Entries from a dataset:
═══
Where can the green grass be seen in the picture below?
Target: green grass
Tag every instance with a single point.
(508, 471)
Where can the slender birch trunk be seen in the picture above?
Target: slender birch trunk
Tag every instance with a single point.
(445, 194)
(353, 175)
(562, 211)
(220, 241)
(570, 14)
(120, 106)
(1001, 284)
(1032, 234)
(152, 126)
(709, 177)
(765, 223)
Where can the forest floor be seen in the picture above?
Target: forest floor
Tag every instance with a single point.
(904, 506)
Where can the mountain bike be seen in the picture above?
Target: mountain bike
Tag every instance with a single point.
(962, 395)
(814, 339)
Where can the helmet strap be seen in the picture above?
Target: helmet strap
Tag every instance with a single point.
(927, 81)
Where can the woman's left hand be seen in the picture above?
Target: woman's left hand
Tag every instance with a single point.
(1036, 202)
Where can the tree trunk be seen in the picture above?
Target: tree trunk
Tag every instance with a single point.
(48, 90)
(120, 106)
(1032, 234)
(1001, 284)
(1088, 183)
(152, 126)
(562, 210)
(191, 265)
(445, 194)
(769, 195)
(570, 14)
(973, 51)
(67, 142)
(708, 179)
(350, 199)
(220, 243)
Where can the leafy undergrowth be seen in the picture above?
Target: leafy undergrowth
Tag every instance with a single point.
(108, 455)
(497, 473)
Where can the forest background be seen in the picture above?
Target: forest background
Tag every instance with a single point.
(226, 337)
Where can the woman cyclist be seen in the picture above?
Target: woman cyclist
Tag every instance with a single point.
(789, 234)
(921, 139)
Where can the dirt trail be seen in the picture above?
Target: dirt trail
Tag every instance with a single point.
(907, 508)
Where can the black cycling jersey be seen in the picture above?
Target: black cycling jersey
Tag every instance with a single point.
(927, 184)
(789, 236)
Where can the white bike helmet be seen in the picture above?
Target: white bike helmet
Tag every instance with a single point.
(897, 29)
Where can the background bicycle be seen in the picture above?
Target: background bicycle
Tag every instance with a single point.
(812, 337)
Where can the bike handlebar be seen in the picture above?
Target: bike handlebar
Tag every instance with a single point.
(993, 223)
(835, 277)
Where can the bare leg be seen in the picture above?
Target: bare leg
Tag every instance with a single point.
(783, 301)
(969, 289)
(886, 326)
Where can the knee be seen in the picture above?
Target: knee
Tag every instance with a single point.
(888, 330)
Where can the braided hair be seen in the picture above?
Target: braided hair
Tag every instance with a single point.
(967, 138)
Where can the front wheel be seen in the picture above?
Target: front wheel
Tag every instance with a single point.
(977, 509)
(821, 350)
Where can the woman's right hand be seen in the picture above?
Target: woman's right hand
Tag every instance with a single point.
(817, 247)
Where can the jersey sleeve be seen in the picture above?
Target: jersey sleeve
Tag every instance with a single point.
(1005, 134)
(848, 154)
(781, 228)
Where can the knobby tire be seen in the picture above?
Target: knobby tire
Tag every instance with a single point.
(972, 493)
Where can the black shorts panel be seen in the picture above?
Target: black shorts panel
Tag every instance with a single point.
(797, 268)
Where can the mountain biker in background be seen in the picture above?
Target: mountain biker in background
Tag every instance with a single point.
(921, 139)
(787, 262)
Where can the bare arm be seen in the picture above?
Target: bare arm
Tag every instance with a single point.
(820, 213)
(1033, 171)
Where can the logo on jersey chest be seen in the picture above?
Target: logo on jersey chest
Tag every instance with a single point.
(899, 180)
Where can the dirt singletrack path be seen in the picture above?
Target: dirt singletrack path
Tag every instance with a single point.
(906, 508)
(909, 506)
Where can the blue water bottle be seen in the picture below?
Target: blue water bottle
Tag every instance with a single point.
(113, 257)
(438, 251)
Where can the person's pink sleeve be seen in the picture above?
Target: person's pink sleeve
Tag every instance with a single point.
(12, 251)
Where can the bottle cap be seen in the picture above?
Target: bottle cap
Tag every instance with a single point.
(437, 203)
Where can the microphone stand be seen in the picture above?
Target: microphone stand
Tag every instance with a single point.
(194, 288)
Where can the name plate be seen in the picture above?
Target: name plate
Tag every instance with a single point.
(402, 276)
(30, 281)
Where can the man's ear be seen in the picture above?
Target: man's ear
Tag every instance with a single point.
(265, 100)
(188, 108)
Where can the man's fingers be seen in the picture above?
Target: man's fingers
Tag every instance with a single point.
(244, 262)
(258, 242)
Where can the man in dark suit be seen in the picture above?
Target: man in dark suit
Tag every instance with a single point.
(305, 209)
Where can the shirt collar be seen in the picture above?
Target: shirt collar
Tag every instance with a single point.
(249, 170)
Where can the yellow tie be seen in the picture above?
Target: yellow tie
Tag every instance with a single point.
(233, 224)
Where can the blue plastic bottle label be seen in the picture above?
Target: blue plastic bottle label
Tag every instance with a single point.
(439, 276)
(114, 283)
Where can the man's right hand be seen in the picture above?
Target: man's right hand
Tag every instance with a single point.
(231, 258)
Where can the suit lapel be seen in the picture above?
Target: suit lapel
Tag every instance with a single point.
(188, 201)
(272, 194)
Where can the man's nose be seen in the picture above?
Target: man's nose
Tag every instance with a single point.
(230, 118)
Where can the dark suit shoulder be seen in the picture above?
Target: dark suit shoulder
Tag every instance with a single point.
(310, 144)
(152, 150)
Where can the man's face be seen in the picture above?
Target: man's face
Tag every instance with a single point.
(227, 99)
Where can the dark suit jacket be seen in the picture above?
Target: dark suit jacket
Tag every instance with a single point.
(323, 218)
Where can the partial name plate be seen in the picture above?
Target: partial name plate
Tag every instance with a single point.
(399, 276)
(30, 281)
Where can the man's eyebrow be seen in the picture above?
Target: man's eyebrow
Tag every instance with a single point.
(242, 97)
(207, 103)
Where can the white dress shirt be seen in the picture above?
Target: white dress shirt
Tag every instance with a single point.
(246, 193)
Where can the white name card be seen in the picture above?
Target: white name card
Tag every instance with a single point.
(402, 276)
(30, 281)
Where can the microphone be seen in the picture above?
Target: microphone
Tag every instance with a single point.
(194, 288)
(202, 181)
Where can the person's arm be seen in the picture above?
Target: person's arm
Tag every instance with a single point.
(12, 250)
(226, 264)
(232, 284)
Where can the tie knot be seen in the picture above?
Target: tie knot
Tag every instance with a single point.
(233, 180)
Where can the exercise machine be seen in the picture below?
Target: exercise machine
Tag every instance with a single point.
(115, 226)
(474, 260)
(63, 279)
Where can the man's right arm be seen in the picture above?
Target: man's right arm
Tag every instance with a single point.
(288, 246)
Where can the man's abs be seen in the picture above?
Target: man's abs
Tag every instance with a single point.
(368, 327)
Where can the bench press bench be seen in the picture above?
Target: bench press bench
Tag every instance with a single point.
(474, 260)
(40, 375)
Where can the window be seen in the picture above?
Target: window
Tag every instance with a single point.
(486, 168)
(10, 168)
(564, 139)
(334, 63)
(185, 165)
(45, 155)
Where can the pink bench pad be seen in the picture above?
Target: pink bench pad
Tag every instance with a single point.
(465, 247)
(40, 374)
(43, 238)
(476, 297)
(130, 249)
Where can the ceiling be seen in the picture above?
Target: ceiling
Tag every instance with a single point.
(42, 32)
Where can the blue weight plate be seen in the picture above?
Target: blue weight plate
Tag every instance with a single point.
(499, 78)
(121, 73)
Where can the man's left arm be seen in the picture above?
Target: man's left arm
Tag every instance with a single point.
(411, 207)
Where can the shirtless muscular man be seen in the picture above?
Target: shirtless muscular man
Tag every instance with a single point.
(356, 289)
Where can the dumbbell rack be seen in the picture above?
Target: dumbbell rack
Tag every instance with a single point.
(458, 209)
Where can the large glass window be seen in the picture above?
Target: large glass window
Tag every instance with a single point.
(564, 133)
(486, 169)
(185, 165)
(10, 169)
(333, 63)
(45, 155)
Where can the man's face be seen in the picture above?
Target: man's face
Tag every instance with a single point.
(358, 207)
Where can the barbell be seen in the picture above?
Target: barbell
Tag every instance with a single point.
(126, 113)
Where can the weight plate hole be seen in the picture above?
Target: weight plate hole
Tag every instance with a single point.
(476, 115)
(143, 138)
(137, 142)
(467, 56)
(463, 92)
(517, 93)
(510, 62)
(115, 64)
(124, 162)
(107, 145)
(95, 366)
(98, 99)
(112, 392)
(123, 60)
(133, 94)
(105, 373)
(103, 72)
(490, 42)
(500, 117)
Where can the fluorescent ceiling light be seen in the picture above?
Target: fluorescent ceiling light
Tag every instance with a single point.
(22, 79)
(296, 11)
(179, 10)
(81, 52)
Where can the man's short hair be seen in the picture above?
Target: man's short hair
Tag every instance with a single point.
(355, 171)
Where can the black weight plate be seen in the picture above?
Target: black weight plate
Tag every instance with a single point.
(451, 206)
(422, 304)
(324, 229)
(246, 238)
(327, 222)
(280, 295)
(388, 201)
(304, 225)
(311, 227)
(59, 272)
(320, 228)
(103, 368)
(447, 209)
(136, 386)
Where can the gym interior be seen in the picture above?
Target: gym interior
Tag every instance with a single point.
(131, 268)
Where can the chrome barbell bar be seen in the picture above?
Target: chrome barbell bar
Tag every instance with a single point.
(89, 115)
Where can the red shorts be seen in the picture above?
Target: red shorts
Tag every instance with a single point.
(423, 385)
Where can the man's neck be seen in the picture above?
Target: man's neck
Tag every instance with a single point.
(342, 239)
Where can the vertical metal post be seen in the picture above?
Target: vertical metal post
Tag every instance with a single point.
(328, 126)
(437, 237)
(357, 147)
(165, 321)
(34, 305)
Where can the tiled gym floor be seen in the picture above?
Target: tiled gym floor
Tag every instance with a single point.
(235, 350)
═══
Given exercise
Output, without any change, the lines of the entries above from the line containing "Where can the red" through the final line of the entries, including both of those lines.

Full response
Where can the red shorts be seen in the picture above?
Target: red shorts
Tag every instance with a single point.
(423, 385)
Where can the man's neck be seen in the picture above?
Target: man's neck
Tag every instance with a single point.
(342, 239)
Where can the vertical metal post be seen in the picture above?
Target: vertical metal post
Tag every instance with a single point.
(328, 126)
(437, 237)
(357, 147)
(165, 321)
(34, 305)
Where can the tiled gym floor be seen in the picture above?
Target: tiled gym floor
Tag every instance with a single point.
(235, 350)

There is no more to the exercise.